PROBLEM REQUIREMENTS: Copy out all of the records below with "grounding model" changed to "labeling tool" and everything else left as it is. Leave the pictures out.
··· STORED DATA ···
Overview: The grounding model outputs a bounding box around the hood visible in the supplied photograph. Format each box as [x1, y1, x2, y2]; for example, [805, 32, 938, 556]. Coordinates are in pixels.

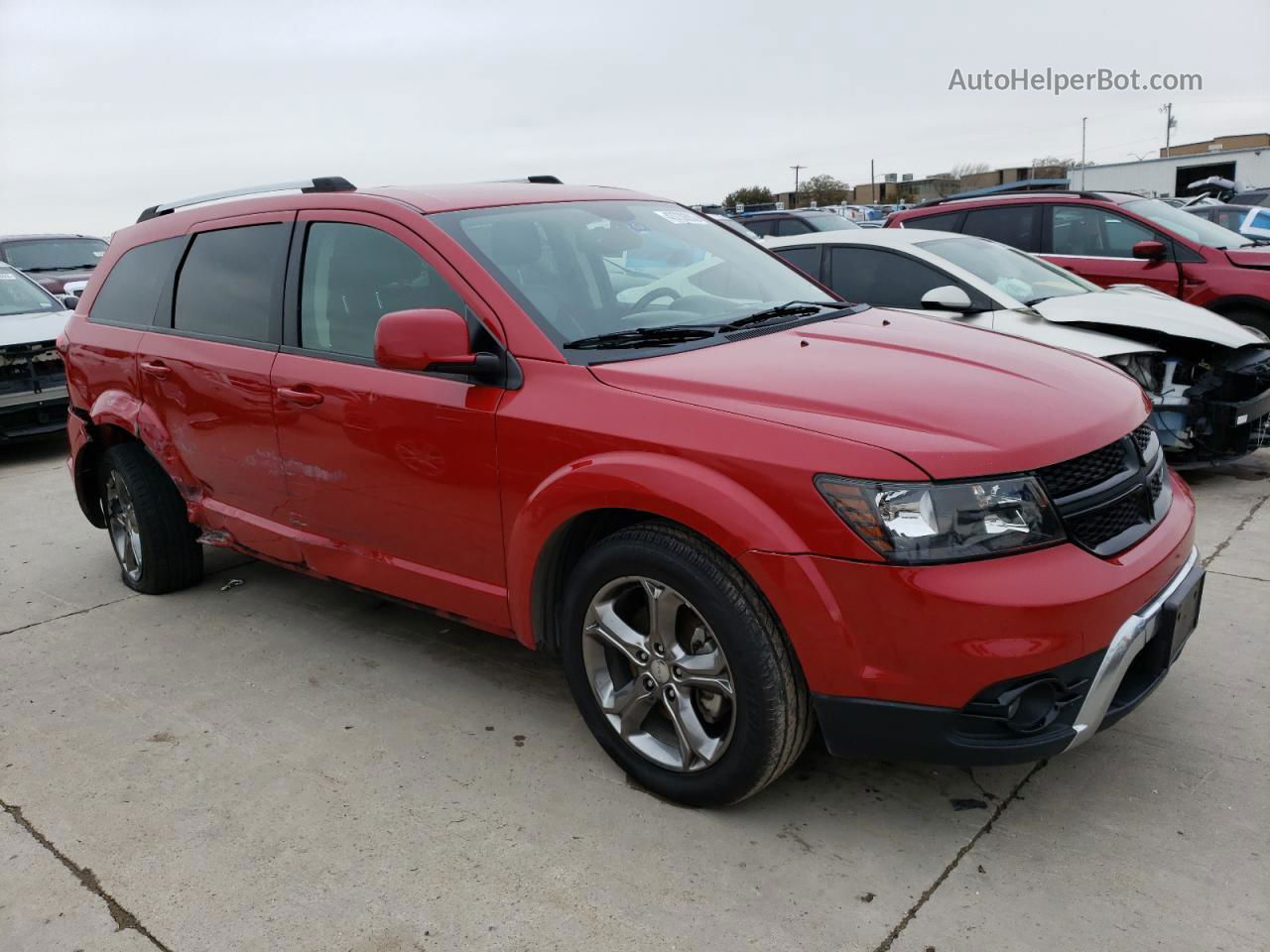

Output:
[590, 308, 1149, 479]
[0, 311, 71, 346]
[24, 268, 92, 295]
[1225, 245, 1270, 268]
[1033, 291, 1265, 353]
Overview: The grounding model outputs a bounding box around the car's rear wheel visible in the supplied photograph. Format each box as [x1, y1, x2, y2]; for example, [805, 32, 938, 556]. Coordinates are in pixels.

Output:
[562, 523, 812, 806]
[100, 443, 203, 595]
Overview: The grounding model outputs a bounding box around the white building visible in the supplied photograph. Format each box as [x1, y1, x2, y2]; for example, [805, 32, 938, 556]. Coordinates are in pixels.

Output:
[1068, 146, 1270, 198]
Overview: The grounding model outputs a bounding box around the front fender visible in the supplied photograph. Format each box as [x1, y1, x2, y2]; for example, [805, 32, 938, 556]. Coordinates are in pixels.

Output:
[507, 452, 807, 648]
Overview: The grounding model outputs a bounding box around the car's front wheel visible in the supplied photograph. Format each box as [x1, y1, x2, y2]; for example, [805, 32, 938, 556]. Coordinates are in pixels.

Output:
···
ANSWER TO THIS PROBLEM:
Overview: The labeling tool outputs a bounding box around the hood visible in the supplied photograph. Format each box as [x1, y1, x2, y2]; for example, [805, 32, 938, 556]. Coordinates are in pixels.


Output:
[590, 308, 1149, 479]
[0, 311, 71, 346]
[24, 268, 92, 295]
[1225, 245, 1270, 268]
[1033, 291, 1265, 353]
Overview: The labeling tool outputs a bounding box around the car's rear wheel visible in the supplied photograph. Format each box as [x1, y1, x2, y2]; for example, [805, 32, 938, 556]. Coordinates are in pixels.

Output:
[562, 523, 812, 806]
[100, 443, 203, 595]
Overview: The labeling tool outputs a bounding box around the white building visible in the supplied photograph. Format each box as [x1, y1, x2, y2]; for example, [805, 32, 938, 556]. Coordinates are in pixels.

Output:
[1068, 146, 1270, 198]
Overview: The labeling tool outputs a bounding box around the front fender visible in the supplied photograph. Format each box as [x1, y1, x2, y2]; for example, [805, 32, 938, 556]. Coordinates are in pixels.

Output:
[507, 452, 807, 648]
Overview: The labeling tool outputs a bounding box around the car's front wheel visible in the supplied photograph. Format each box as [x1, y1, x2, y2]; for example, [805, 32, 938, 556]. Coordinates are in pixels.

Output:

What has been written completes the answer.